## [AIM OF THE EXERCISE]
Rewrite all of the records below, replacing "place one marker" with "put a single point" everywhere and leaving everything else unchanged.

## [DATA FOR THIS EXERCISE]
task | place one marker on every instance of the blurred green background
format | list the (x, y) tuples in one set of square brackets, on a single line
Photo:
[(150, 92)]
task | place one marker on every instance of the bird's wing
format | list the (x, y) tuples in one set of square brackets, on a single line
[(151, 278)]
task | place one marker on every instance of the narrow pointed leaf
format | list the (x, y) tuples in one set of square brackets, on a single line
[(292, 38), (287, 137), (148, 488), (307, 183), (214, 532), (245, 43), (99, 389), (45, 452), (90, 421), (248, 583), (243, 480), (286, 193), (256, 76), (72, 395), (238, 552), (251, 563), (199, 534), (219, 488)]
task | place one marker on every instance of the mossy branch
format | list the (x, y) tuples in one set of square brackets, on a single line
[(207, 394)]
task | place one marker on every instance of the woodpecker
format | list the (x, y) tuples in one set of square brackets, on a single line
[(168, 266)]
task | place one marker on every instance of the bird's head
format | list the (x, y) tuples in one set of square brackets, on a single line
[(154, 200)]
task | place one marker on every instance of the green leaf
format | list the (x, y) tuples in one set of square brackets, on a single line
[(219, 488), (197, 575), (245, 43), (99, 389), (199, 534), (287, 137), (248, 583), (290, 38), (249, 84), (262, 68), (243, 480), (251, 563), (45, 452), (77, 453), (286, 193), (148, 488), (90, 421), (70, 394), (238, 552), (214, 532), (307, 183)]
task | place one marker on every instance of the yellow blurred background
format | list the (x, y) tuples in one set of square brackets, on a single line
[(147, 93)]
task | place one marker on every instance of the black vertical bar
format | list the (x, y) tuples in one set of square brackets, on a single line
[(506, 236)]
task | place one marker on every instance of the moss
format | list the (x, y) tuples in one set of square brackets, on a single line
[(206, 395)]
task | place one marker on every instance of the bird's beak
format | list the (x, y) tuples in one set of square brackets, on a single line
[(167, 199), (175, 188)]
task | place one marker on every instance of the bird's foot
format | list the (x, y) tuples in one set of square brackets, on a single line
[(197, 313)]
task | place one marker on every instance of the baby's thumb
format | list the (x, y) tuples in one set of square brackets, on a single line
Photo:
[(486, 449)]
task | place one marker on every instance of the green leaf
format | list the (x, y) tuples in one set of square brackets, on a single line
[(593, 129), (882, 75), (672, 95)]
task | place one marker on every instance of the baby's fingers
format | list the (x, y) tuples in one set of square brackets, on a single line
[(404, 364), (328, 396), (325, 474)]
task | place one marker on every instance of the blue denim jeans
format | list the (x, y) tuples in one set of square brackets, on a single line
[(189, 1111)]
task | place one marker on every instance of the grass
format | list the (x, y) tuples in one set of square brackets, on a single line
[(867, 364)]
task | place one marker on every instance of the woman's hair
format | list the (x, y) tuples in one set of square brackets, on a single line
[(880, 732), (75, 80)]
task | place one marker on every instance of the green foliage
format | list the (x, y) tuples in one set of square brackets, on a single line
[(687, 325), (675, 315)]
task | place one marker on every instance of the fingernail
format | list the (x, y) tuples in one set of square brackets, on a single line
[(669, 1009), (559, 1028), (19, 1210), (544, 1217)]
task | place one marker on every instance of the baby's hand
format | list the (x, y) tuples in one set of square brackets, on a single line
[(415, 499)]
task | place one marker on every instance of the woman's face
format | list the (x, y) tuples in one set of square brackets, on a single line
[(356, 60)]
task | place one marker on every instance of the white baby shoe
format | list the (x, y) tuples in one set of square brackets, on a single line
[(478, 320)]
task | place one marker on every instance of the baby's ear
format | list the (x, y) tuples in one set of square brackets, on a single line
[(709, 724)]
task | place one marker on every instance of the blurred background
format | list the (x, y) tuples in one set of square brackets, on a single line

## [EXERCISE RESPONSE]
task | put a single point on every instance of the blurred green background
format | list the (x, y) tuples in one set of square brackets, on a single line
Photo:
[(150, 92)]
task | put a single point on every instance of the bird's wing
format | list the (x, y) tuples in one set of square brackets, on a single line
[(151, 278)]
task | put a single point on every instance of the narrow pointed leaf
format | list the (x, y) tuples in one set of square brackets, on a single line
[(292, 38), (287, 137), (148, 488), (307, 183), (214, 532), (245, 43), (99, 389), (45, 452), (90, 421), (248, 583), (243, 480), (286, 193), (256, 76), (72, 395), (238, 552), (251, 563), (199, 534), (219, 488)]
task | put a single point on every instance of the mossy branch
format | list the (x, y) tuples in one set of square brackets, on a single line
[(207, 394)]
task | put a single point on every instance of the woodpecker
format | list the (x, y) tuples in one set of square brackets, on a single line
[(168, 266)]
task | put a single point on every instance of the bird's head
format | list the (x, y) tuples in one set of square brackets, on a single line
[(154, 200)]
task | put a single point on every instance of the green leaf
format | list the (x, y) tuples in one set of square brackets, on a single line
[(219, 488), (197, 575), (245, 43), (99, 389), (199, 534), (287, 137), (248, 583), (290, 38), (249, 84), (262, 68), (243, 480), (251, 563), (45, 452), (77, 453), (286, 193), (148, 488), (90, 421), (70, 394), (238, 552), (214, 532), (307, 183)]
task | put a single point on every instance of the yellow blurred background
format | list the (x, y) tuples in one set of square brackets, on a single line
[(147, 93)]
task | put a single point on every instance of the black vertical bar
format | list the (x, y) tuples in one set of square brackets, on a single line
[(506, 236)]
task | put a single point on every instance of the moss
format | list the (x, y) tuples in one set of square brackets, on a single line
[(206, 395)]
task | put a single point on every instance of the bird's beak
format | list the (x, y) tuples in one set of square brackets, on a single line
[(167, 199), (175, 188)]
task | put a single point on every instance of the bird's foot
format | list the (x, y) tuples in one set of square brackets, on a single line
[(197, 313)]
task | put a single point on every instance of the baby's thumb
format | list the (x, y) tuples in one set of square brackets, on a single line
Photo:
[(486, 449)]
task | put a single point on every instance of the green leaf
format | list the (x, y) tuples in one set of square brackets, on a single line
[(593, 129), (882, 75), (672, 95)]
task | put a single point on every instance of the baby's fingers
format | list the (x, y) tuples in one set of square brackets, on a single line
[(404, 364), (328, 396), (325, 474)]
task | put a single point on every instance of the blue denim jeans
format | list the (x, y) tuples in one set of square brackets, on a single line
[(189, 1111)]
task | put a single point on every instance of the grass
format | list the (x, y) tuples in one set of square brackets, on a single line
[(867, 364)]
task | put a single point on every instance of the woman's hair
format | list the (x, y) tuples in one set of square brackets, on a single line
[(880, 732), (75, 80)]
task | put a single point on every instance of the green foliage
format | list the (x, y) tuples in one set of square brackets, on a single line
[(687, 325), (675, 315)]
task | put a single point on every instance of the fingernail
format | list the (x, y) tuples in one set of square brackets, on a single line
[(669, 1009), (559, 1028), (19, 1210), (544, 1217)]
task | put a single point on every instance of the baby's hand
format | list the (x, y) tuples in one set of square brackets, on a single line
[(415, 499)]
task | put a single point on every instance of the woman's face
format | list the (x, y) tuples in one set of square brackets, on a single line
[(356, 60)]
task | put a single point on every instance of the white baby shoe
format | list the (x, y) tuples in one set of square brackets, on a single line
[(478, 320)]
task | put a single point on every instance of the baby's ear
format | list the (x, y) tuples in one set of square brackets, on a single line
[(709, 724)]
task | put a single point on every instance of the blurred background
format | list the (x, y) tuples in one set of square brackets, on a single line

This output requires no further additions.